» **Source document**:
###

There is a clash here with Stonewall’s campaign to abolish legal provisions for single-sex spaces, so that males who identify as women have the same rights to access them as those born female. Disagreement on what it means to be a woman – whether it is solely based on a feeling or whether it is related to sex – is one thing, although gender-critical feminists regard the reduction of womanhood to gender expression as reinforcing regressive gender norms. But it is extraordinary that Kelley believes that she is justified in likening these views to antisemitism and arguing that women’s freedom to express them should be legally curtailed.

This is not some fringe perspective that feminists can ignore. Women must be free to express the view that it is risky to allow men who self-identify as women to access female-only spaces as default. It’s not theoretical: abusive men go to great lengths to access female victims and we have never been able to rely on institutions such as the police and prisons to protect us. Karen White, a trans woman who committed indecent assault, gross indecency involving children and two rapes while a man, was placed in a women’s prison where she sexually assaulted female prisoners.

###

» **Data extract**:
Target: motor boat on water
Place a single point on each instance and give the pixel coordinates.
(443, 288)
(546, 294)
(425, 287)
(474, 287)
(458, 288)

###

» **Exercise directions**:
Reproduce the passage on single-sex spaces in full, word for word. The lines come from a separate source, not from the passage on single-sex spaces.

» **Final answer**:
There is a clash here with Stonewall’s campaign to abolish legal provisions for single-sex spaces, so that males who identify as women have the same rights to access them as those born female. Disagreement on what it means to be a woman – whether it is solely based on a feeling or whether it is related to sex – is one thing, although gender-critical feminists regard the reduction of womanhood to gender expression as reinforcing regressive gender norms. But it is extraordinary that Kelley believes that she is justified in likening these views to antisemitism and arguing that women’s freedom to express them should be legally curtailed.

This is not some fringe perspective that feminists can ignore. Women must be free to express the view that it is risky to allow men who self-identify as women to access female-only spaces as default. It’s not theoretical: abusive men go to great lengths to access female victims and we have never been able to rely on institutions such as the police and prisons to protect us. Karen White, a trans woman who committed indecent assault, gross indecency involving children and two rapes while a man, was placed in a women’s prison where she sexually assaulted female prisoners.